Look at the entries below and reproduce them exactly.

▶ _Extracted entries_
+++
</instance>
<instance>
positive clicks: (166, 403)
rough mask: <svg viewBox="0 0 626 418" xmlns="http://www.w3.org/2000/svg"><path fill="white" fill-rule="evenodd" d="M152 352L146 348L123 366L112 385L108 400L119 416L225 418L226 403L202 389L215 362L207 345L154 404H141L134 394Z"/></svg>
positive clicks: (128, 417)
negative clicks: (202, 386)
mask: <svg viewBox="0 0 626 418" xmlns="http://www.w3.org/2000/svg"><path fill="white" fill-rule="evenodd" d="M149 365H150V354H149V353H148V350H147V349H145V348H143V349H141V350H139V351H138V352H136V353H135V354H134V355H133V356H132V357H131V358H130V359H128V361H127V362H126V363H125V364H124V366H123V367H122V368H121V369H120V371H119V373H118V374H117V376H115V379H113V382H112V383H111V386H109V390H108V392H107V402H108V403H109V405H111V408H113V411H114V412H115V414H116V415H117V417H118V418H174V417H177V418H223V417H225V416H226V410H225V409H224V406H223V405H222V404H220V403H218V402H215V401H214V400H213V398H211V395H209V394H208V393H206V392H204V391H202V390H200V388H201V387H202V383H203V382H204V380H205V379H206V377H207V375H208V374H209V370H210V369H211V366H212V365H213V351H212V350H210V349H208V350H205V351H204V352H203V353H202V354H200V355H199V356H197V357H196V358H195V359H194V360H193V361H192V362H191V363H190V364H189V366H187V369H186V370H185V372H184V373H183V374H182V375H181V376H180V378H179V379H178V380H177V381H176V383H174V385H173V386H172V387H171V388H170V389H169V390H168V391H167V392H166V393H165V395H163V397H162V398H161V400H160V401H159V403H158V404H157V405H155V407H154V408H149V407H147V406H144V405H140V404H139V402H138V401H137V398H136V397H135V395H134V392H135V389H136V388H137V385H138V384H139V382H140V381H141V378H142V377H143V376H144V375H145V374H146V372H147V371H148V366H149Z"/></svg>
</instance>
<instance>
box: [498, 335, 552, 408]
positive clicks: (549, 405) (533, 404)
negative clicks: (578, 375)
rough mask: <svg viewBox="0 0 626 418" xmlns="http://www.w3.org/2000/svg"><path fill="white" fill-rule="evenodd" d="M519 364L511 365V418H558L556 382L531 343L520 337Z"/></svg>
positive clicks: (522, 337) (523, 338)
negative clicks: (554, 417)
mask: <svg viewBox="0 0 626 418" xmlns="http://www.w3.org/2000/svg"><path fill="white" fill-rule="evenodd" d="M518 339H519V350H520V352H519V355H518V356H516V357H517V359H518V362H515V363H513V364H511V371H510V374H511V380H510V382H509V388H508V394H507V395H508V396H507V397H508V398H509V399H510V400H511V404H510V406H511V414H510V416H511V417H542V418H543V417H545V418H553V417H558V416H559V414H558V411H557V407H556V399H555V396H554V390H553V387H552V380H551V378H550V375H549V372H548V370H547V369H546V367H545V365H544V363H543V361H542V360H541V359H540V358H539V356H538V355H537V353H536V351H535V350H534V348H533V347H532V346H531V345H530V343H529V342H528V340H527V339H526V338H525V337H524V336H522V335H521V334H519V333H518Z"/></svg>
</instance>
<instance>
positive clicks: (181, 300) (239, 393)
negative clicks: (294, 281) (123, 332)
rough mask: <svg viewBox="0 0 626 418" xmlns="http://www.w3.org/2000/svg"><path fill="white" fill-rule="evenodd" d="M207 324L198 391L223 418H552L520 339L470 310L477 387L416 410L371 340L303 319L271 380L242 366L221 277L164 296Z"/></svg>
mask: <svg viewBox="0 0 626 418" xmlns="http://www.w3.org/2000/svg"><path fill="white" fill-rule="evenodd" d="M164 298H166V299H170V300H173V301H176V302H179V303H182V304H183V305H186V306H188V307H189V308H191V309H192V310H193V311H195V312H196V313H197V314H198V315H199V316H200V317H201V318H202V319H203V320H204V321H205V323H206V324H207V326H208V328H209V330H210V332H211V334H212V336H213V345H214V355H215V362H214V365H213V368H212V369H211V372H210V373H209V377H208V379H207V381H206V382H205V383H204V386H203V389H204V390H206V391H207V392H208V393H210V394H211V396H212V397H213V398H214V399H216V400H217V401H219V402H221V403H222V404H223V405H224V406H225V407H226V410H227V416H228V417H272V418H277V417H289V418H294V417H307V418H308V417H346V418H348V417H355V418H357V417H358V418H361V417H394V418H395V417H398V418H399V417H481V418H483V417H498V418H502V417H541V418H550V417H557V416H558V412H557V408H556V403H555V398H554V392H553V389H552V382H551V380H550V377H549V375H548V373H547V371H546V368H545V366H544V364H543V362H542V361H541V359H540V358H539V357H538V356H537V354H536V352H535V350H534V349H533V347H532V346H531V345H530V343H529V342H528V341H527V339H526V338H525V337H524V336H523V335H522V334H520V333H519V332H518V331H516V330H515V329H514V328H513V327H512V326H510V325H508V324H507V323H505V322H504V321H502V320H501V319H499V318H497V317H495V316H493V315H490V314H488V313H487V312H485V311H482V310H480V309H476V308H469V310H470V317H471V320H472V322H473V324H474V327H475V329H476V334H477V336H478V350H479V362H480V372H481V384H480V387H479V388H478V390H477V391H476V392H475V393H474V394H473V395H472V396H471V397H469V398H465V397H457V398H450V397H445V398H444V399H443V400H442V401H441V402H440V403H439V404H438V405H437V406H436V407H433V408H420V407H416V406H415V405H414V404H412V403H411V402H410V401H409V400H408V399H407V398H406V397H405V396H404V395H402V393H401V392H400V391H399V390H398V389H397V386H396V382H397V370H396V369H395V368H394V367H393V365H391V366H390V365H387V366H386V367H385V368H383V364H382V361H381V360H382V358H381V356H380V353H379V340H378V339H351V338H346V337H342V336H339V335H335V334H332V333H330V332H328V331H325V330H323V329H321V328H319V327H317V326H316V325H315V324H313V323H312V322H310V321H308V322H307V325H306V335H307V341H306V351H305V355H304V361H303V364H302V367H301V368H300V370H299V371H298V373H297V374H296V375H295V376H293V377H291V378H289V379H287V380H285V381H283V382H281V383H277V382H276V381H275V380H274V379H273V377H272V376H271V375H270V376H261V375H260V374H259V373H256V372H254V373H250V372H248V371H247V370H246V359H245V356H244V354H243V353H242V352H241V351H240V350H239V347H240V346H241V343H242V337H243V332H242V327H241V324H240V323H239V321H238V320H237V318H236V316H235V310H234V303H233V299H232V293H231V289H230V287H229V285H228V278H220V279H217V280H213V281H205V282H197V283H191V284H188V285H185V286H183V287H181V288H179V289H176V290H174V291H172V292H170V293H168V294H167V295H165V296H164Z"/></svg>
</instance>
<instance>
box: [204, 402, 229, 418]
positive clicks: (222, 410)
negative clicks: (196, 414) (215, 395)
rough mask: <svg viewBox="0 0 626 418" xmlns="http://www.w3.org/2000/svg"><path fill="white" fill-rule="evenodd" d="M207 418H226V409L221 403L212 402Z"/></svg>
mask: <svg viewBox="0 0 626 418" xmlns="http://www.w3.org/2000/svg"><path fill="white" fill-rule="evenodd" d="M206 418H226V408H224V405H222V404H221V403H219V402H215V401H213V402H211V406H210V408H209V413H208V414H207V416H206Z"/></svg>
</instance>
+++
▶ _Problem solution_
</instance>
<instance>
positive clicks: (166, 403)
rough mask: <svg viewBox="0 0 626 418" xmlns="http://www.w3.org/2000/svg"><path fill="white" fill-rule="evenodd" d="M152 352L146 348L123 366L112 385L108 400L119 416L225 418L226 403L202 389L215 362L207 345L154 404H141L134 394Z"/></svg>
positive clicks: (128, 417)
negative clicks: (202, 386)
mask: <svg viewBox="0 0 626 418" xmlns="http://www.w3.org/2000/svg"><path fill="white" fill-rule="evenodd" d="M149 365H150V354H149V353H148V350H147V349H145V348H143V349H141V350H139V351H138V352H136V353H135V354H134V355H133V356H132V357H131V358H130V359H128V361H127V362H126V363H125V364H124V366H123V367H122V368H121V369H120V371H119V373H118V374H117V376H115V379H113V382H112V383H111V386H109V390H108V392H107V402H108V403H109V405H111V408H113V411H114V412H115V414H116V415H117V417H118V418H174V417H177V418H223V417H225V416H226V410H225V409H224V406H223V405H222V404H220V403H218V402H215V401H214V400H213V398H211V395H209V394H208V393H206V392H204V391H202V390H200V388H201V387H202V383H203V382H204V380H205V379H206V377H207V375H208V374H209V370H210V369H211V366H212V365H213V351H212V350H210V349H208V350H205V351H204V352H203V353H202V354H200V355H199V356H197V357H196V358H195V359H194V360H193V361H192V362H191V363H190V364H189V366H187V369H186V370H185V372H184V373H183V374H182V375H181V376H180V378H179V379H178V380H177V381H176V383H174V385H173V386H172V387H171V388H170V389H169V390H168V391H167V392H166V393H165V395H163V397H162V398H161V400H160V401H159V403H158V404H157V405H155V407H154V408H149V407H147V406H144V405H140V404H139V402H138V401H137V398H136V397H135V395H134V392H135V389H136V388H137V385H138V384H139V382H140V381H141V378H142V377H143V376H144V375H145V374H146V372H147V371H148V366H149Z"/></svg>
</instance>
<instance>
box: [498, 335, 552, 408]
positive clicks: (549, 405) (533, 404)
negative clicks: (578, 375)
rough mask: <svg viewBox="0 0 626 418" xmlns="http://www.w3.org/2000/svg"><path fill="white" fill-rule="evenodd" d="M519 364L511 365V418H558L556 382L531 343L520 337Z"/></svg>
positive clicks: (522, 337) (523, 338)
negative clicks: (554, 417)
mask: <svg viewBox="0 0 626 418" xmlns="http://www.w3.org/2000/svg"><path fill="white" fill-rule="evenodd" d="M518 339H519V350H520V352H519V355H518V356H516V357H517V359H518V362H515V363H513V364H511V371H510V374H511V380H510V382H509V388H508V394H507V395H508V396H507V397H508V398H509V399H510V400H511V404H510V406H511V414H510V416H511V417H542V418H543V417H545V418H553V417H558V416H559V414H558V411H557V407H556V399H555V396H554V390H553V387H552V380H551V378H550V375H549V372H548V370H547V369H546V367H545V365H544V363H543V361H542V360H541V359H540V358H539V356H538V355H537V353H536V351H535V350H534V348H533V347H532V346H531V345H530V343H529V342H528V340H527V339H526V338H525V337H524V336H522V335H521V334H519V333H518Z"/></svg>
</instance>
<instance>
positive clicks: (181, 300) (239, 393)
negative clicks: (294, 281) (123, 332)
rough mask: <svg viewBox="0 0 626 418" xmlns="http://www.w3.org/2000/svg"><path fill="white" fill-rule="evenodd" d="M207 324L198 391L223 418H552L520 339L470 310L477 387L416 410L371 340L303 319L271 380L242 366L221 277L164 296Z"/></svg>
mask: <svg viewBox="0 0 626 418" xmlns="http://www.w3.org/2000/svg"><path fill="white" fill-rule="evenodd" d="M164 298H166V299H170V300H173V301H176V302H179V303H182V304H183V305H186V306H188V307H189V308H191V309H192V310H193V311H195V312H196V313H197V314H198V315H199V316H200V317H201V318H202V319H203V320H204V321H205V323H206V324H207V326H208V328H209V330H210V332H211V334H212V336H213V345H214V355H215V362H214V365H213V368H212V369H211V372H210V373H209V377H208V379H207V381H206V382H205V383H204V386H203V389H204V390H206V391H207V392H208V393H210V394H211V396H212V397H213V398H214V399H216V400H217V401H219V402H221V403H222V404H223V405H224V406H225V407H226V410H227V416H228V417H272V418H277V417H289V418H294V417H307V418H308V417H346V418H348V417H355V418H357V417H358V418H361V417H394V418H395V417H398V418H399V417H481V418H483V417H498V418H502V417H541V418H550V417H557V416H558V412H557V408H556V403H555V398H554V392H553V389H552V382H551V380H550V377H549V375H548V373H547V371H546V368H545V366H544V364H543V362H542V361H541V359H540V358H539V357H538V356H537V354H536V352H535V350H534V349H533V347H532V346H531V345H530V343H529V342H528V341H527V339H526V338H525V337H524V336H523V335H522V334H520V333H519V332H518V331H516V330H515V329H514V328H513V327H512V326H510V325H508V324H507V323H505V322H504V321H502V320H501V319H499V318H497V317H495V316H493V315H490V314H488V313H487V312H485V311H482V310H480V309H476V308H469V310H470V317H471V320H472V322H473V324H474V327H475V329H476V334H477V336H478V350H479V362H480V372H481V384H480V387H479V388H478V390H477V391H476V392H475V393H474V394H473V395H472V396H471V397H469V398H465V397H457V398H450V397H445V398H444V399H443V400H442V401H441V402H440V403H439V404H438V405H437V406H436V407H433V408H420V407H416V406H415V405H414V404H412V403H411V402H410V401H409V400H408V399H407V398H406V397H405V396H404V395H402V393H401V392H400V391H399V390H398V389H397V386H396V382H397V370H396V369H395V368H394V367H393V365H391V366H390V365H387V366H386V367H385V368H383V364H382V361H381V360H382V358H381V356H380V353H379V340H378V339H351V338H346V337H342V336H339V335H335V334H332V333H330V332H328V331H325V330H323V329H321V328H319V327H317V326H316V325H315V324H313V323H312V322H310V321H308V322H307V325H306V335H307V341H306V351H305V355H304V361H303V364H302V367H301V368H300V370H299V371H298V373H297V374H296V375H295V376H293V377H291V378H289V379H287V380H285V381H283V382H281V383H277V382H276V381H275V380H274V379H273V377H272V376H271V375H270V376H261V375H260V374H259V373H256V372H254V373H250V372H248V371H247V370H246V359H245V356H244V354H243V353H242V352H241V351H240V350H239V347H240V346H241V343H242V337H243V332H242V327H241V324H240V323H239V321H238V320H237V318H236V316H235V310H234V303H233V299H232V293H231V289H230V287H229V285H228V278H220V279H217V280H213V281H205V282H197V283H191V284H188V285H185V286H183V287H181V288H179V289H176V290H174V291H172V292H170V293H168V294H167V295H165V296H164Z"/></svg>
</instance>
<instance>
box: [204, 402, 229, 418]
positive clicks: (222, 410)
negative clicks: (196, 414) (215, 395)
rough mask: <svg viewBox="0 0 626 418" xmlns="http://www.w3.org/2000/svg"><path fill="white" fill-rule="evenodd" d="M207 418H226V409L221 403L212 402Z"/></svg>
mask: <svg viewBox="0 0 626 418" xmlns="http://www.w3.org/2000/svg"><path fill="white" fill-rule="evenodd" d="M206 418H226V408H224V405H222V404H221V403H219V402H215V401H213V402H211V406H210V408H209V413H208V414H207V416H206Z"/></svg>
</instance>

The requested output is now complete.